Problem statement: Your answer should be one number: how many lines below hold the word "coffee".

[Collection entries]
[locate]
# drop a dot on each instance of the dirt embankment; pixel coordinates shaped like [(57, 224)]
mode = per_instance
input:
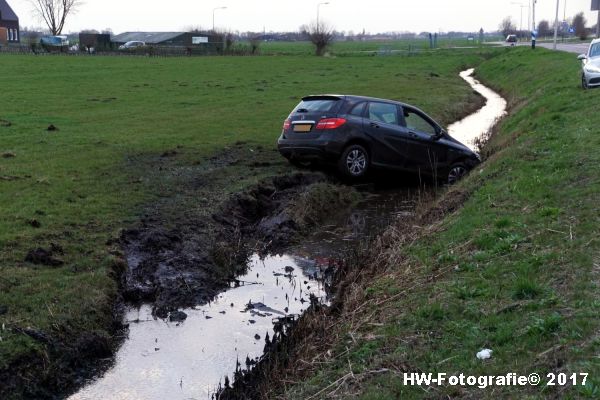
[(187, 262), (295, 351), (190, 244)]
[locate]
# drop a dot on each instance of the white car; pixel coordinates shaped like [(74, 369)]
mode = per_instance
[(590, 76)]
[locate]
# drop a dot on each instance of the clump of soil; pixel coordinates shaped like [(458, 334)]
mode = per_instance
[(188, 261), (41, 256)]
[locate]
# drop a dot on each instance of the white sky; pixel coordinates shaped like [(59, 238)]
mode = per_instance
[(287, 15)]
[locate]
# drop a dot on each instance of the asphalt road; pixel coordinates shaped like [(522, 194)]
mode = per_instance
[(577, 48)]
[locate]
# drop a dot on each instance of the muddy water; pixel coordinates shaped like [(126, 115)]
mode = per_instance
[(478, 125), (188, 359)]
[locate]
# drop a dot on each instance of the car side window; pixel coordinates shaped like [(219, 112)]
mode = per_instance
[(358, 110), (383, 112), (416, 122)]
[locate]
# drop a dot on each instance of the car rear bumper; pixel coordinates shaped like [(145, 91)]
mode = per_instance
[(592, 79), (310, 150)]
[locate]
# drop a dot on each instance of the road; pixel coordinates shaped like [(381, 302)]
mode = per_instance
[(577, 48)]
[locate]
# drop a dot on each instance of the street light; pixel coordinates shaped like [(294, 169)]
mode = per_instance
[(521, 23), (215, 9), (318, 10), (533, 33), (556, 24)]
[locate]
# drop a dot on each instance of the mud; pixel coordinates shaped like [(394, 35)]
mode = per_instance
[(48, 257), (188, 262)]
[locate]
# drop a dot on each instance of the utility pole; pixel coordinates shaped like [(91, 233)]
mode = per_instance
[(215, 9), (556, 24), (521, 23), (318, 13), (533, 33), (598, 25)]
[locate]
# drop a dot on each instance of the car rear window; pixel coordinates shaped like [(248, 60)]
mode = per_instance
[(595, 50), (317, 105)]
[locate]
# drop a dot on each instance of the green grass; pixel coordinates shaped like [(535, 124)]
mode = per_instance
[(116, 116), (518, 266)]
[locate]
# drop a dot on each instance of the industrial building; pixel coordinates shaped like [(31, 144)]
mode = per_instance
[(9, 24)]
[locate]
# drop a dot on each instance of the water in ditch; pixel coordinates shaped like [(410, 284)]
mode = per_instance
[(188, 359), (477, 126)]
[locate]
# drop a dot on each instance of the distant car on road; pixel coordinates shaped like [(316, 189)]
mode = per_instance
[(359, 133), (55, 43), (512, 39), (134, 44), (590, 74)]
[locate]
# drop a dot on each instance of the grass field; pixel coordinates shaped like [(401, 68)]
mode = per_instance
[(515, 270), (77, 186)]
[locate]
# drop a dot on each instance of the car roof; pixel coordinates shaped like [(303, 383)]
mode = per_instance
[(355, 98)]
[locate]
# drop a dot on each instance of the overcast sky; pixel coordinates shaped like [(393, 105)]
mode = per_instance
[(287, 15)]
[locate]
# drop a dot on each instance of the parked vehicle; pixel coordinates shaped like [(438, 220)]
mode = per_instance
[(132, 45), (512, 39), (590, 74), (55, 43), (359, 133)]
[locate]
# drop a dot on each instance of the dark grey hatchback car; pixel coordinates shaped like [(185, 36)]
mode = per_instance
[(359, 133)]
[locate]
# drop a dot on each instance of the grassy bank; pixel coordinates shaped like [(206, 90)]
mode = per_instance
[(121, 122), (514, 270)]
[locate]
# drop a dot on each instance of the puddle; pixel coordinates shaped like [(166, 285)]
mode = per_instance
[(188, 359), (479, 124)]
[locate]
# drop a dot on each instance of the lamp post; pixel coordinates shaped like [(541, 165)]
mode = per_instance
[(521, 23), (318, 13), (533, 33), (556, 25), (215, 9)]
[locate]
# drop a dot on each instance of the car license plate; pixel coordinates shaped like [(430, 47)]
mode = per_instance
[(302, 127)]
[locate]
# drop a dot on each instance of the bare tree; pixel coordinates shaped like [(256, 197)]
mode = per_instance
[(507, 27), (579, 24), (55, 12), (321, 35), (255, 40)]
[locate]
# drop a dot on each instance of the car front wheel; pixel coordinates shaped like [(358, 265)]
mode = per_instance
[(457, 172), (354, 161)]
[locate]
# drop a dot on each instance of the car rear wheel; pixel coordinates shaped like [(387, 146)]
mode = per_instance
[(354, 161), (457, 172)]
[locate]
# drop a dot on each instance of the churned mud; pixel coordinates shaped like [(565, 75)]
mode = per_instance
[(188, 262)]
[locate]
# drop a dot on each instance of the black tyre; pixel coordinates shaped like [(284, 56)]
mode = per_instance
[(354, 162), (456, 173)]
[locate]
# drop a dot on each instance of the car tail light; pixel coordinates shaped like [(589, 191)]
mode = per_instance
[(330, 123)]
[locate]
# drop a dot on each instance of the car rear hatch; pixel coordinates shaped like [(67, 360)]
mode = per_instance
[(303, 122)]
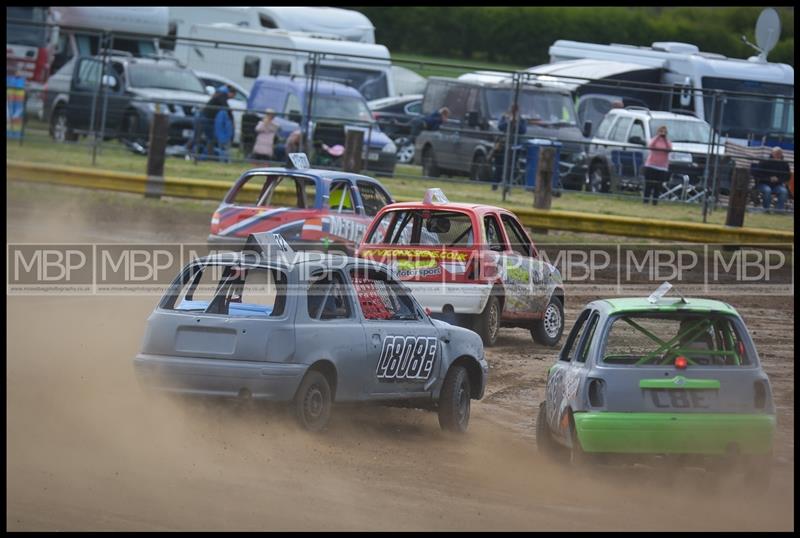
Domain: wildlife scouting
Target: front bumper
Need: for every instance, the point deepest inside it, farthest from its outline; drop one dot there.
(464, 298)
(221, 378)
(675, 433)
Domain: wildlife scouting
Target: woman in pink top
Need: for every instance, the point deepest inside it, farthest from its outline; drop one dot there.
(656, 168)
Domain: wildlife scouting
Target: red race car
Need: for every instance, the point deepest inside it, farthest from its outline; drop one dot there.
(322, 209)
(472, 265)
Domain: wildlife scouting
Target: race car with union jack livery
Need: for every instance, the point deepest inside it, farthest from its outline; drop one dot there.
(311, 209)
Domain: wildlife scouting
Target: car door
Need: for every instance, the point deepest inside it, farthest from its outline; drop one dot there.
(530, 296)
(403, 346)
(84, 88)
(564, 378)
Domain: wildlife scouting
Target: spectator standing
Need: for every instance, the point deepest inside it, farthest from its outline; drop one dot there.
(508, 121)
(656, 167)
(771, 176)
(265, 148)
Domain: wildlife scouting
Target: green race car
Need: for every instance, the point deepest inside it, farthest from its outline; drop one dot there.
(647, 376)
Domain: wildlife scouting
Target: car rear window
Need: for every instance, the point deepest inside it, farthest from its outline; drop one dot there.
(426, 227)
(647, 339)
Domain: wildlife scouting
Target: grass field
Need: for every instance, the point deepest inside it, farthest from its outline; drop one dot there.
(408, 182)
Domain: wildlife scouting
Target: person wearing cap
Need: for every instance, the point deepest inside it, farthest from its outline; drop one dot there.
(265, 148)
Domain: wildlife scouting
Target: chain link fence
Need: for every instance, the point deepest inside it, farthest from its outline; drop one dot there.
(104, 93)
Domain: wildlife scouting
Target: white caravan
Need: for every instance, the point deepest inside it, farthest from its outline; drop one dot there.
(342, 23)
(746, 117)
(244, 54)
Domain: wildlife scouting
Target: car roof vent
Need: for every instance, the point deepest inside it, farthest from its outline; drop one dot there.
(435, 196)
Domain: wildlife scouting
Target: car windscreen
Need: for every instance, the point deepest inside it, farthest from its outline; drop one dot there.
(652, 338)
(548, 108)
(159, 76)
(424, 227)
(683, 131)
(341, 108)
(371, 84)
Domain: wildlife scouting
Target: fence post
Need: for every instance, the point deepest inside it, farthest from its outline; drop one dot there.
(353, 147)
(543, 194)
(737, 203)
(156, 155)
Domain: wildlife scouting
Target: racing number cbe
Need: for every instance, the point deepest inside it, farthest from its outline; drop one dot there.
(406, 358)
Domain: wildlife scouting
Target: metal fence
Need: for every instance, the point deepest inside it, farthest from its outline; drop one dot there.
(105, 100)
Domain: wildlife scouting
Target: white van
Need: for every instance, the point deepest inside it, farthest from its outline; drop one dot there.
(244, 54)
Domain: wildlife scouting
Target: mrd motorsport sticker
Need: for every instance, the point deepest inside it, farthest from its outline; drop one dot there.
(406, 358)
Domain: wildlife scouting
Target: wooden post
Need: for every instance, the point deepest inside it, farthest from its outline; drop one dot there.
(353, 148)
(737, 202)
(543, 194)
(156, 154)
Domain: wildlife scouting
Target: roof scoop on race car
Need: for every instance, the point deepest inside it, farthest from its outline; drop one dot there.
(435, 196)
(268, 245)
(661, 291)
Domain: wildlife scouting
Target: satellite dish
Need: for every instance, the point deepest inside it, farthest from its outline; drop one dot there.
(768, 31)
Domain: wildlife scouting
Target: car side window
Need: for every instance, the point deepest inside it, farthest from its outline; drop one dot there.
(373, 197)
(494, 237)
(381, 297)
(620, 130)
(519, 242)
(588, 334)
(568, 351)
(328, 298)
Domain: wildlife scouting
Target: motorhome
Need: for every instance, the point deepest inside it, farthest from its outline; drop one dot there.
(244, 54)
(757, 105)
(342, 23)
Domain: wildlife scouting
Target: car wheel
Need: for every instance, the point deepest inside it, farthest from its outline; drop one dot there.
(487, 323)
(454, 401)
(478, 170)
(312, 402)
(548, 330)
(429, 166)
(545, 443)
(405, 151)
(60, 129)
(598, 179)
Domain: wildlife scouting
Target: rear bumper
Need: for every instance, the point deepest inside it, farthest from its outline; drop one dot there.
(464, 298)
(675, 433)
(208, 377)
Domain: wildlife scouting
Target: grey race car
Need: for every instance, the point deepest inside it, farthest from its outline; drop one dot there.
(307, 328)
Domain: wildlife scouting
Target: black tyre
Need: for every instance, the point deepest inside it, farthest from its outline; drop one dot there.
(59, 127)
(599, 180)
(479, 170)
(312, 403)
(545, 443)
(454, 401)
(487, 323)
(548, 330)
(429, 166)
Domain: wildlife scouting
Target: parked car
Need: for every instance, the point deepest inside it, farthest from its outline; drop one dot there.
(335, 109)
(238, 104)
(270, 324)
(308, 207)
(134, 89)
(472, 265)
(639, 377)
(462, 145)
(394, 115)
(618, 150)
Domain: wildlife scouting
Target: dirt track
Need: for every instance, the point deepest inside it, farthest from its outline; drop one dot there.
(86, 450)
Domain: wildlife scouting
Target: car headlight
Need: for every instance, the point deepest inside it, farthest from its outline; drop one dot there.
(680, 157)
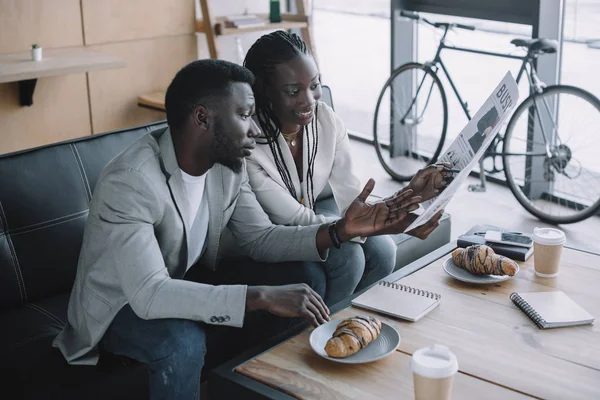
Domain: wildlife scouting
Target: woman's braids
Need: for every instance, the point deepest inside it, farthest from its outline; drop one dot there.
(268, 51)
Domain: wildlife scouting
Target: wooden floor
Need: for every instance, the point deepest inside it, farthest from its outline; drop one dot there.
(497, 206)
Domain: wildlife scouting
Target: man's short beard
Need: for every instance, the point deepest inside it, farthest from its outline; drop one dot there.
(223, 151)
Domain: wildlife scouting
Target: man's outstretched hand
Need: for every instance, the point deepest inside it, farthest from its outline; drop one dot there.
(367, 219)
(297, 300)
(430, 181)
(423, 231)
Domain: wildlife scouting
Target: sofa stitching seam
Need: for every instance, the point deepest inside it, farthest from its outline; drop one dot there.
(46, 312)
(40, 224)
(30, 339)
(81, 173)
(38, 227)
(16, 265)
(87, 182)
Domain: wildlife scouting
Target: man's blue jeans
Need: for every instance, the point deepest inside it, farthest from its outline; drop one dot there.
(176, 350)
(354, 266)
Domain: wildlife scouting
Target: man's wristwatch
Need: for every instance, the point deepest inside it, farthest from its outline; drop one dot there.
(333, 234)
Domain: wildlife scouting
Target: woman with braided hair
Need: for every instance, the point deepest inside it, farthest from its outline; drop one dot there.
(301, 171)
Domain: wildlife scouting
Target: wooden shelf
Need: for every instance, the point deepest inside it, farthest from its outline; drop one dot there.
(213, 27)
(155, 101)
(288, 21)
(18, 67)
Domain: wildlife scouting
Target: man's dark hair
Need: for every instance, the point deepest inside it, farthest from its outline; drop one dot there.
(265, 54)
(201, 82)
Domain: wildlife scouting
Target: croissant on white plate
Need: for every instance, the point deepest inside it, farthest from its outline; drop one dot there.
(352, 335)
(482, 260)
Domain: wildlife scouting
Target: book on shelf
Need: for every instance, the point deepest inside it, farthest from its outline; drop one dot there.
(551, 309)
(398, 300)
(476, 235)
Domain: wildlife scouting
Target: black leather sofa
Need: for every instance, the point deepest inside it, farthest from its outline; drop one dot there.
(44, 195)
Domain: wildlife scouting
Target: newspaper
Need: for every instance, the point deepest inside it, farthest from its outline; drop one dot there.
(471, 143)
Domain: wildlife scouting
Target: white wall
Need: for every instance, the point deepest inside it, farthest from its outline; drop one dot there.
(227, 44)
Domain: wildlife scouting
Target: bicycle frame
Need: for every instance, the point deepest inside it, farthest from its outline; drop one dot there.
(535, 84)
(437, 60)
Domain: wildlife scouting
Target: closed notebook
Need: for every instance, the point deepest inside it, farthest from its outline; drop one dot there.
(398, 301)
(551, 309)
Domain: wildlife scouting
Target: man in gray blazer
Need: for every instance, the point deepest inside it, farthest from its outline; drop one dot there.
(162, 205)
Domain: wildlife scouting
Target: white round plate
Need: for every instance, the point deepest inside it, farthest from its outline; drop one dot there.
(463, 275)
(384, 345)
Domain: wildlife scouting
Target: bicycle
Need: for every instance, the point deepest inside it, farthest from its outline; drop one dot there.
(411, 120)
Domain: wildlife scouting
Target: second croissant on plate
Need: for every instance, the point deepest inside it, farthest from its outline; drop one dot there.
(480, 259)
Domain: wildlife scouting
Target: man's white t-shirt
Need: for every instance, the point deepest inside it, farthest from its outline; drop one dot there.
(194, 187)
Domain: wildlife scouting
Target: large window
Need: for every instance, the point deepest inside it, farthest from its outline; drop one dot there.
(353, 44)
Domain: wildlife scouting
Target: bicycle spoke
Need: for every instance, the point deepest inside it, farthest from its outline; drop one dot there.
(563, 186)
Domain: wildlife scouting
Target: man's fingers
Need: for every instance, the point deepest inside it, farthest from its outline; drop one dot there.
(316, 314)
(410, 204)
(320, 306)
(310, 316)
(397, 197)
(367, 190)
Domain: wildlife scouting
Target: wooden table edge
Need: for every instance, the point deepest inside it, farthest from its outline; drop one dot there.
(224, 380)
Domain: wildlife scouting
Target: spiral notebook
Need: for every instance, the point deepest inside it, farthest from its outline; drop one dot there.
(398, 300)
(551, 309)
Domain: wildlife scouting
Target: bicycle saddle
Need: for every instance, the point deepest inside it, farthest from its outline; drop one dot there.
(537, 45)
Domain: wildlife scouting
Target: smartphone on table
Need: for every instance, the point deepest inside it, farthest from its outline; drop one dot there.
(510, 238)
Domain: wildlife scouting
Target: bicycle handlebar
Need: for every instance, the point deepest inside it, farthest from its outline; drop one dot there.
(467, 27)
(417, 17)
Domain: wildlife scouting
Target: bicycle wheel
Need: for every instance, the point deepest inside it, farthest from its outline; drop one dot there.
(550, 154)
(410, 121)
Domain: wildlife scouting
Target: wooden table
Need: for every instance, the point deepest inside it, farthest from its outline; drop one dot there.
(154, 100)
(501, 353)
(18, 67)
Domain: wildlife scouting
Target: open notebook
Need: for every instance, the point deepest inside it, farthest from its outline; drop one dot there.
(398, 300)
(551, 309)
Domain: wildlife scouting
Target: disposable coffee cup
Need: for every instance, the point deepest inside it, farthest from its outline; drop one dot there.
(547, 250)
(433, 372)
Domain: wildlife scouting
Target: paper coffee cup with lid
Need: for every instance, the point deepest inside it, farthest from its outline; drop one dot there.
(547, 250)
(433, 372)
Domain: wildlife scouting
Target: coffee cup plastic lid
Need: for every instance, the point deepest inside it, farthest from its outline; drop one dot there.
(434, 362)
(549, 236)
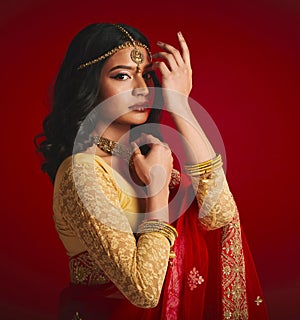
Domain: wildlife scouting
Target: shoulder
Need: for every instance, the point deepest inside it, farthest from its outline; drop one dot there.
(80, 166)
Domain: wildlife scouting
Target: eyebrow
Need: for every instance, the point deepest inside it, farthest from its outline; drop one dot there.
(128, 67)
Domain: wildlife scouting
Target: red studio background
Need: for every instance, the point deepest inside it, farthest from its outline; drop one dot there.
(245, 59)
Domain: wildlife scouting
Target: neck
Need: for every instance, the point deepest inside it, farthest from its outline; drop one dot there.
(115, 132)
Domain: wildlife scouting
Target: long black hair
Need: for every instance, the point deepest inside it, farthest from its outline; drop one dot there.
(76, 93)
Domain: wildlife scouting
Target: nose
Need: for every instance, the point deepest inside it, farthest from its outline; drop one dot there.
(140, 87)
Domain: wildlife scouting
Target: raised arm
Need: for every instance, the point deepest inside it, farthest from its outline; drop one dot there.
(216, 203)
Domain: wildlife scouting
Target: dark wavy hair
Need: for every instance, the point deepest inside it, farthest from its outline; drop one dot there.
(76, 94)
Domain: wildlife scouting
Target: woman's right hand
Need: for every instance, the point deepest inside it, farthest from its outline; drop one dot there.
(155, 168)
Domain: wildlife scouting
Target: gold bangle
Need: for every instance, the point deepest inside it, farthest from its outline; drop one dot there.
(204, 167)
(157, 226)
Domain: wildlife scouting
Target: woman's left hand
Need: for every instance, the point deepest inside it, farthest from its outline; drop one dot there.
(175, 70)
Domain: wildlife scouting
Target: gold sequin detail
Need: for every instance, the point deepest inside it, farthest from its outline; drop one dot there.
(216, 203)
(137, 269)
(84, 270)
(194, 279)
(258, 300)
(233, 272)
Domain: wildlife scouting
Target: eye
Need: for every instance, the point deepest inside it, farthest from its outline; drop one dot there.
(121, 76)
(148, 75)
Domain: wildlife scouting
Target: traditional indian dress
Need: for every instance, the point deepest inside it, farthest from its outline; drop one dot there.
(114, 275)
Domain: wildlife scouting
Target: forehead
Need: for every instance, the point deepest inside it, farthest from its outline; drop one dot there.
(123, 56)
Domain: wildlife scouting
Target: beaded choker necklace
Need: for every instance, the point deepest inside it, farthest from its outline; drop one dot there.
(113, 148)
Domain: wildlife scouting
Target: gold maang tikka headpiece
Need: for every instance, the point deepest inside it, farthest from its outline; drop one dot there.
(136, 55)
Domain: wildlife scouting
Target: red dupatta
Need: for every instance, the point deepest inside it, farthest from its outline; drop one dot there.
(212, 277)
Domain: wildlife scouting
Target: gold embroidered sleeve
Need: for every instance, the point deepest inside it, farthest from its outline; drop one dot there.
(216, 203)
(89, 204)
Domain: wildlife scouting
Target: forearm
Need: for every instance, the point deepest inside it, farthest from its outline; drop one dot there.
(157, 206)
(196, 145)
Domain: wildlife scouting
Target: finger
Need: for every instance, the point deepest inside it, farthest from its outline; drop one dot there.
(170, 49)
(168, 57)
(136, 149)
(185, 49)
(161, 66)
(146, 139)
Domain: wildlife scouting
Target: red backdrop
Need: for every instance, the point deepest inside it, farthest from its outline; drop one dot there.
(245, 59)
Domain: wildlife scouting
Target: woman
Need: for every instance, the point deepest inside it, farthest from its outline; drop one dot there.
(144, 241)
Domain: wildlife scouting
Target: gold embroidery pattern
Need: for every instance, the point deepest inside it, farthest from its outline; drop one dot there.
(258, 300)
(194, 279)
(77, 316)
(175, 179)
(216, 203)
(137, 269)
(83, 270)
(233, 272)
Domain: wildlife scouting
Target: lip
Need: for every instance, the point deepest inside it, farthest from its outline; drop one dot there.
(139, 107)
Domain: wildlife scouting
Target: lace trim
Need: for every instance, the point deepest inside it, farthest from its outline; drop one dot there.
(83, 270)
(233, 273)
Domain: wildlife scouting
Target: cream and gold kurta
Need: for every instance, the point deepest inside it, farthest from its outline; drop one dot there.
(96, 219)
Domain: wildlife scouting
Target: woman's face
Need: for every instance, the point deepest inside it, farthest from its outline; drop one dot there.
(130, 96)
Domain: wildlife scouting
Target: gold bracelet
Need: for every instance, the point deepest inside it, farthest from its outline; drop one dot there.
(157, 226)
(204, 167)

Response to this exercise: 3